─── TRECHO DA PÁGINA ───

4 de maio de 2022

OPINIÃO: Equidade de gênero no âmbito da Justiça do Trabalho

Equidade de gênero no âmbito da Justiça do Trabalho
Apesar dos avanços femininos inegáveis na carreira, ainda existe um caminho a percorrer

igualdade de gênero
Crédito: Pexels

O mês de março de cada ano tem sido dedicado à mulher, sendo considerado um momento adequado para refletir, com maior ênfase, sobre a desigualdade de gênero e a sobrecarga física e psíquica que recai sobre elas. Nenhuma sociedade pode prescindir dessa autorreflexão que implica assegurar a dignidade humana, não só nas relações entre particulares, mas também nas relações pessoais entre os integrantes dos Poderes da República.

Neste contexto, torna-se necessária a análise da situação também dentro das estruturas do ramo do Poder Judiciário, que é chamado, diuturnamente, a resolver demandas que discutem também a discriminação de gênero nas relações de trabalho, embora muitas vezes essa questão esteja subjacente a outras.

A Justiça do Trabalho, ao longo dos seus 80 anos da existência, observou profundas alterações sociais, históricas e legislativas no que diz respeito à exaltação da igualdade como uma ordem objetiva e de valor vinculante, a ser observado pelo Estado e entre particulares. Inicialmente instituída como integrante do Poder Executivo, e posteriormente integrando efetivamente o Poder Judiciário, em sua composição original contava apenas com homens, sem a presença de mulheres[1].

O mundo mudou. Atualmente, a igualdade entre homens e mulheres constitui direito fundamental, previsto no art. 5º, I, da CF/88. São muitas as mulheres que integram as fileiras da magistratura laboral, desde o ingresso da primeira delas[2]. A chegada ao órgão de cúpula demoraria várias décadas: a primeira mulher a ser nomeada para o TST foi Cnéa Cimini Moreira de Oliveira, em 1990, marcando a vanguarda da Justiça do Trabalho: primeira mulher a integrar um tribunal superior no Brasil e segunda no mundo a ocupar essa posição[3]. Hoje, na Justiça do Trabalho, 45% dos integrantes de primeiro grau são mulheres, além de 37% do segundo grau e 22% no seu Tribunal Superior[4].

─── REGISTROS DO CONJUNTO ───

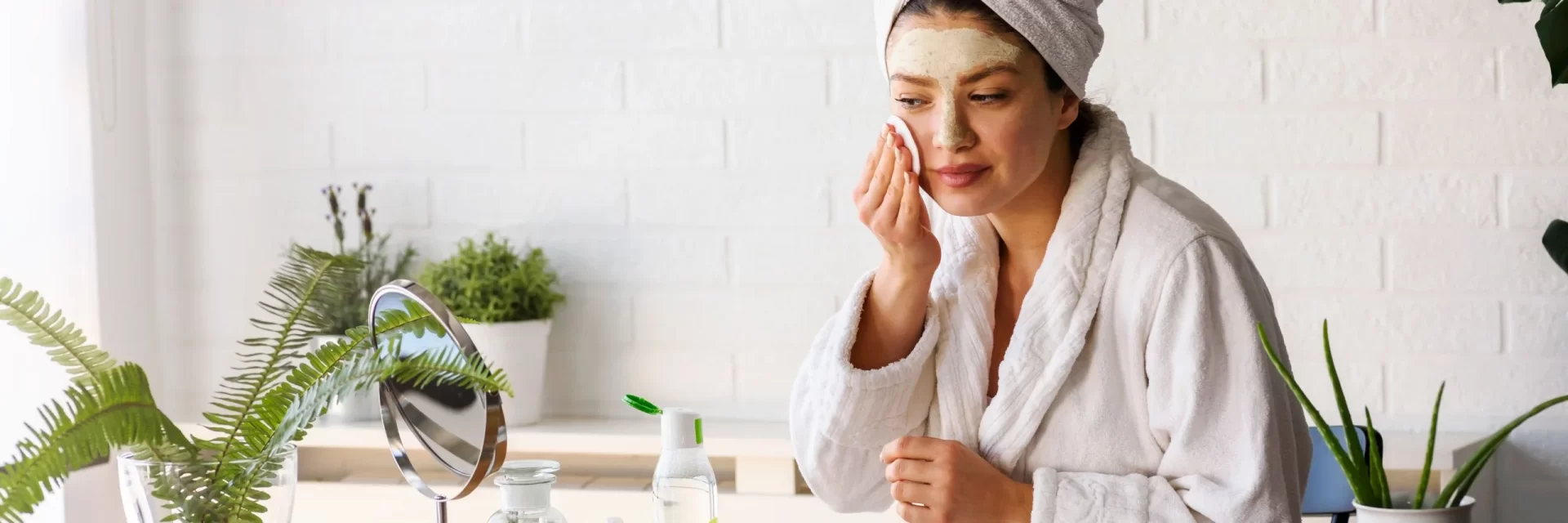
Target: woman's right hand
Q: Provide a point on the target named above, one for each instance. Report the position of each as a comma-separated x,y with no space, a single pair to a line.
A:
889,203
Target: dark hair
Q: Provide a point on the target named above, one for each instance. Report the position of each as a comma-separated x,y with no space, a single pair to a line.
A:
1080,127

───

Transcreva fielmente, do texto sobre equidade de gênero na Justiça do Trabalho apresentado acima, a passagem que se inicia nas palavras "O mês de março" e se encerra após "subjacente a outras.".

_RESPOSTA CORRETA_
O mês de março de cada ano tem sido dedicado à mulher, sendo considerado um momento adequado para refletir, com maior ênfase, sobre a desigualdade de gênero e a sobrecarga física e psíquica que recai sobre elas. Nenhuma sociedade pode prescindir dessa autorreflexão que implica assegurar a dignidade humana, não só nas relações entre particulares, mas também nas relações pessoais entre os integrantes dos Poderes da República.

Neste contexto, torna-se necessária a análise da situação também dentro das estruturas do ramo do Poder Judiciário, que é chamado, diuturnamente, a resolver demandas que discutem também a discriminação de gênero nas relações de trabalho, embora muitas vezes essa questão esteja subjacente a outras.